ALLEGATIONS of food poisoning at Oxford's most famous hotel have resulted in a poor hygiene report by inspectors.

The Randolph was visited by Oxford City Council's health team last month after a customer who ate a mackerel arancini – a stuffed rice ball – and hake with green vegetables complained of feeling unwell after the meal.

A non-scheduled visit to the five-star hotel's kitchens, which cater for its Acanthus restaurant, was carried out on November 1.

It resulted in the business being given a two-star rating, which means 'improvement necessary'.

A spokesman said the hotel was 'very disappointed' by the report and had 'already actioned' all recommendations ahead of a new inspection in February.

Causes of concern found by health inspectors in relation to the allegation included a 'defective' wash basin where the arancini starter was made, as well as issues with the lack of temperature records for how the rice was cooled.

Other problems included a risk of contamination from the vacuum packing used to store the hake and a generally 'unacceptable' level of cleanliness throughout.

A report after this unscheduled visit stated: "The standard of cleaning throughout the kitchen was unacceptable."

It referred to an "accumulation of food, debris, grease evident beneath equipment."

On the condition of floor surfaces, it added: "Throughout the kitchen and in particular beneath equipment such as refrigerators, work tables, cookers etc, were in a filthy condition."

The inspectors also expressed concern about the use of vacuum packing machines, explaining: "One chef said cooked prawns had been vacuum packed using the 'raw' only machine. Review use and ensure staff training."

The report added the vacuum packing bags were out in the open with items on top of them posing a risk of contamination.

It went on to recommend storing raw meat and fish bags separately to 'ready to eat' bags to also reduce this danger.

The report concluded the standard of vacuum packing was 'poor'.

■ Records shown
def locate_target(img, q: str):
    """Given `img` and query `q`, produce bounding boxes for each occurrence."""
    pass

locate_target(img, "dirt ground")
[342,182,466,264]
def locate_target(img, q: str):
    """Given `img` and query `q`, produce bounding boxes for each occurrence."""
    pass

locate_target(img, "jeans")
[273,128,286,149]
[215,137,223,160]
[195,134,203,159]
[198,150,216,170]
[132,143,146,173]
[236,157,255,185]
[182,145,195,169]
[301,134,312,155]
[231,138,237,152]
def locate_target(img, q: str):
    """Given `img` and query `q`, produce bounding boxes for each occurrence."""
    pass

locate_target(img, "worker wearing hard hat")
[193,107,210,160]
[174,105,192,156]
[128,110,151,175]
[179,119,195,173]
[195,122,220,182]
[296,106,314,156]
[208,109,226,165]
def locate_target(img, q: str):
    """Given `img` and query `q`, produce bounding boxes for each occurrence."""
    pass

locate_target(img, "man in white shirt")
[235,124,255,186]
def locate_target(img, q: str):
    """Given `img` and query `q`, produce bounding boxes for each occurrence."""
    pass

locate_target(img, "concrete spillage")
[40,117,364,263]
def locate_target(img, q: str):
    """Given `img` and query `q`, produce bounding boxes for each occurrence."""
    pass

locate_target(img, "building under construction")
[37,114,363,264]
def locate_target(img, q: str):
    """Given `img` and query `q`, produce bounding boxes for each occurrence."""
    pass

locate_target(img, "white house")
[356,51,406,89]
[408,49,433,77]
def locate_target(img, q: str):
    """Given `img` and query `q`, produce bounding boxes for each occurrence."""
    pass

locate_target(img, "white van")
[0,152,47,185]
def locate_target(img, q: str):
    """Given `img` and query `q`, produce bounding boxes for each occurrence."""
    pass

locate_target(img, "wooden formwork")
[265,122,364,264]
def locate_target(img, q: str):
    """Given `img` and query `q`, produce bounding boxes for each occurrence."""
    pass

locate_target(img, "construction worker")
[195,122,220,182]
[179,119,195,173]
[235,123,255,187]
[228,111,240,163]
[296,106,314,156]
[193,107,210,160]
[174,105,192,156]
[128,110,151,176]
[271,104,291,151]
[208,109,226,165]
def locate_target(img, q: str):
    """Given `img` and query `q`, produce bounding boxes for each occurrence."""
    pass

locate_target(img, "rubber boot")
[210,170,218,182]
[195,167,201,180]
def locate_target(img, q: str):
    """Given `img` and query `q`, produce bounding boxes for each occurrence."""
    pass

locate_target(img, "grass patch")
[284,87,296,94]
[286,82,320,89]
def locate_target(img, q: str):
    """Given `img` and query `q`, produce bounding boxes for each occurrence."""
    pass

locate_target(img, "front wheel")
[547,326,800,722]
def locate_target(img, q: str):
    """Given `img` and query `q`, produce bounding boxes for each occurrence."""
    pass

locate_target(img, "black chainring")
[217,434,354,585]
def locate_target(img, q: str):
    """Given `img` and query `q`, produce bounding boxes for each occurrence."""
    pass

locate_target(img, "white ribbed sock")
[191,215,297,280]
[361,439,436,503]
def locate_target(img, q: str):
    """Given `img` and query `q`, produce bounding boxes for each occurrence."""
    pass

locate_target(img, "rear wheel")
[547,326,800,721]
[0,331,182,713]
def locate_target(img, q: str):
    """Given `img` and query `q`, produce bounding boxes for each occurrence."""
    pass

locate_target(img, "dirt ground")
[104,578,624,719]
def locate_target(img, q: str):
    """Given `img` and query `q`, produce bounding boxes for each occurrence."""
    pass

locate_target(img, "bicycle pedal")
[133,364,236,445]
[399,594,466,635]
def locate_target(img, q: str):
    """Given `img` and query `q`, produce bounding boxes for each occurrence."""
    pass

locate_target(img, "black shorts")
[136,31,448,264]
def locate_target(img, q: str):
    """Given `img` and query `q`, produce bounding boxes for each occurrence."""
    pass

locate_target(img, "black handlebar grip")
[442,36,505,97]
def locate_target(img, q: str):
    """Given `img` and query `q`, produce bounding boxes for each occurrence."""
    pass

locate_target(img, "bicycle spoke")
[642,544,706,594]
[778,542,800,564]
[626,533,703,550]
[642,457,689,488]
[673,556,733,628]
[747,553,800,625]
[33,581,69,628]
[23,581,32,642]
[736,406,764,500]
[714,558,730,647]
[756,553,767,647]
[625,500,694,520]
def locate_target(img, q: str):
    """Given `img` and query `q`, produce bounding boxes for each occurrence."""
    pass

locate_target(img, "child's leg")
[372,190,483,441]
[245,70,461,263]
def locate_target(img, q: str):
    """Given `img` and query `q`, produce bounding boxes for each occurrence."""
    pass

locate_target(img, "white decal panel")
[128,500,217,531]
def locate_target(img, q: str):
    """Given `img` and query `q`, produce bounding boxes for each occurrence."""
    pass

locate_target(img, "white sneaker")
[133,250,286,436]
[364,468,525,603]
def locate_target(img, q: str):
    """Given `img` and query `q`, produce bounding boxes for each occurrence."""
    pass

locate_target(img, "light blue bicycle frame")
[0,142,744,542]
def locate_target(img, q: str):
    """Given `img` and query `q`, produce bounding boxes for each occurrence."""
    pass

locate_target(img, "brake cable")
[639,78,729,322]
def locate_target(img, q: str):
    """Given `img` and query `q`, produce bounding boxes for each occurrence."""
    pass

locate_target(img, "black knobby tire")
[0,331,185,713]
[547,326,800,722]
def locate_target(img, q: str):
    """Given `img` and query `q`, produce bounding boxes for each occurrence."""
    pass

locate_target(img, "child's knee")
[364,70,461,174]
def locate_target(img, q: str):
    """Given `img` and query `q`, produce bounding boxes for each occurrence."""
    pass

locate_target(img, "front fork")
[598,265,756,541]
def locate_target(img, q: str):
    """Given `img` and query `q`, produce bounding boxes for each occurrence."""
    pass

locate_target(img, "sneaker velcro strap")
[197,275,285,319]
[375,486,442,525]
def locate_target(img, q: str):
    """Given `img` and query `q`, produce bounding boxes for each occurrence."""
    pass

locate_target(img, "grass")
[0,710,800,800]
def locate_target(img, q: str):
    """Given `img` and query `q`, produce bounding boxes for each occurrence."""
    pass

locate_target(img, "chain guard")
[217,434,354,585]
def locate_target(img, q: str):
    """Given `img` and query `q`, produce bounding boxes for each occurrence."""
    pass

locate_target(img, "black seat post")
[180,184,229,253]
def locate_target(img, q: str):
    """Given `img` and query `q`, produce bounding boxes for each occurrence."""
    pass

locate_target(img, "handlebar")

■ What this exercise asks
**1)** Which pieces of kitchen equipment does the hotel hygiene article name in the inspectors' quote about the condition of the floor surfaces?
**2)** According to the hotel hygiene article, what rating was the business given after the November 1 visit?
**3)** Reproduce the part of the hotel hygiene article that begins at the words "The report added" and stops after "packing was 'poor'.".

■ Answer list
**1)**
- refrigerators
- work tables
- cookers

**2)** A two-star rating, meaning 'improvement necessary'.

**3)**
The report added the vacuum packing bags were out in the open with items on top of them posing a risk of contamination.

It went on to recommend storing raw meat and fish bags separately to 'ready to eat' bags to also reduce this danger.

The report concluded the standard of vacuum packing was 'poor'.